- [Exercise inputs]:
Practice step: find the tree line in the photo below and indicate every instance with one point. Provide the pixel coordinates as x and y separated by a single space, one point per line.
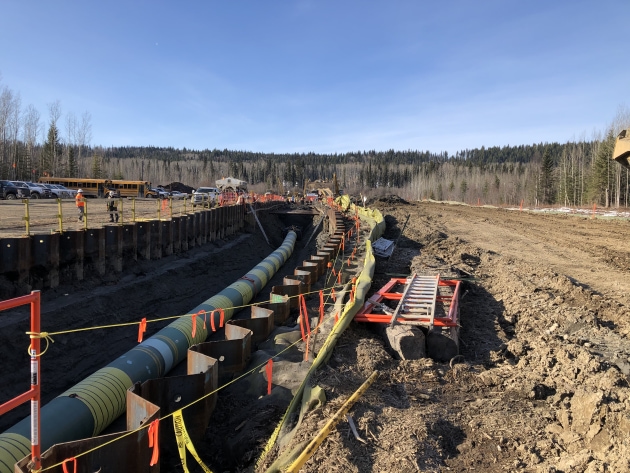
576 173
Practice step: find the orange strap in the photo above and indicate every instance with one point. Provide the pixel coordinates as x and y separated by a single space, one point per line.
142 328
202 313
221 313
71 459
305 327
321 306
154 441
269 371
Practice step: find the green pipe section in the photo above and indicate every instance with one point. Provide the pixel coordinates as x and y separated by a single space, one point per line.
87 408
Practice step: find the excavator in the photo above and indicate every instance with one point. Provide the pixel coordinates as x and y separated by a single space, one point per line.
622 148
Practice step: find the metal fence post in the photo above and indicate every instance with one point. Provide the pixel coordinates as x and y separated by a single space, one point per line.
85 214
60 216
27 217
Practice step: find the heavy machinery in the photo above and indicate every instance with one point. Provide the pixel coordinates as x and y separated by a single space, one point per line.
622 148
231 184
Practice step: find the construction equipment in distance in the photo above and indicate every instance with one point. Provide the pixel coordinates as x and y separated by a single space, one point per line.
622 148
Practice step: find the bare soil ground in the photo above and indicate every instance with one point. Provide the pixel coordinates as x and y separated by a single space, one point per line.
542 384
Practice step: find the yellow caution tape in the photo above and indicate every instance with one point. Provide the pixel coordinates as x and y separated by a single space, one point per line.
184 443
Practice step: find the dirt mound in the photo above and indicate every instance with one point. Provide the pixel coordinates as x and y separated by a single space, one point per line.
178 186
391 199
543 385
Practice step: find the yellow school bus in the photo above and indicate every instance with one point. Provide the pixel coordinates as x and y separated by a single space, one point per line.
100 187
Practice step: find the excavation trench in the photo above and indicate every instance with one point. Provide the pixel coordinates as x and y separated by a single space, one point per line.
152 289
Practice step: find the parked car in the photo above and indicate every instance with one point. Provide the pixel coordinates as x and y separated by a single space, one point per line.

- [Set problem]:
Repeat each entry exactly. Pictures do not belong in the copy.

- [Solution for this problem]:
Practice step: find the tree line in the photo below and indicate every instance with one point. Provide the pixel coordinates as x and y separated by a single space, one point per line.
576 173
Practice step: find the orange strap in the photo above and indicate every instance with one point. Provide the pixel coordinates as x and y separated by a single space, one point per line.
142 328
202 313
221 313
71 459
305 327
321 306
154 441
269 371
Practice step: find the green pipe section in the photo above and indicate every instance with one point. Provide the pixel coordinates as x and y separated by a single space, one point per line.
87 408
Practice step: find the excavator in the photo above and indicate every instance with one point. Provide the pixel coordinates as x and y separated by a single space, one point per line.
622 148
Practice step: find the metal fence post in the photo above and indicate every instance with one point. Provide the pixel coordinates as x and y separated by a single space, one point per line.
85 214
60 216
27 217
Practice step: find the heavy machinery in the photo above and indicate every instance with one point. Provide the pixel coordinates as x and y separated by a single space, one point per line.
622 148
231 184
Practice step: find the construction equipment in distance in the photo above and indicate every instance with one point. Provide the pixel coordinates as x and y separated by a single space, one point per line.
622 148
Practice step: find the bare soil ground in the photo above and indicate every instance with one point. Provide the pixel coordinates as x and y separated by a single space, one point per line.
542 384
Practice step: find the yellow caution tape in the photo above and indicate every instance with one point. Provide the pixel coordinates as x and y separated by a single space, one point per line.
184 443
Practice step: find the dirt mound in the photo above and indicate every instance with one point. Provide the pixel coordinates as x and y separated by a single space, one point per line.
178 186
391 199
543 385
Practice step: find the yellow school bus in the photo above and indicate every instance with one point. Provide the pixel coordinates as x and y separated by a single space, one point per line.
100 187
Practice step: find the excavation trench in the photo above and indicate every instance with one point. Provide the pixel coordinates as x and y separated by a single space, one point per line.
152 289
Practice step: find the parked car in the photo above and indicate every instance with one point. Provide the pixel coordinates as x and y separated by a single space, one point per line.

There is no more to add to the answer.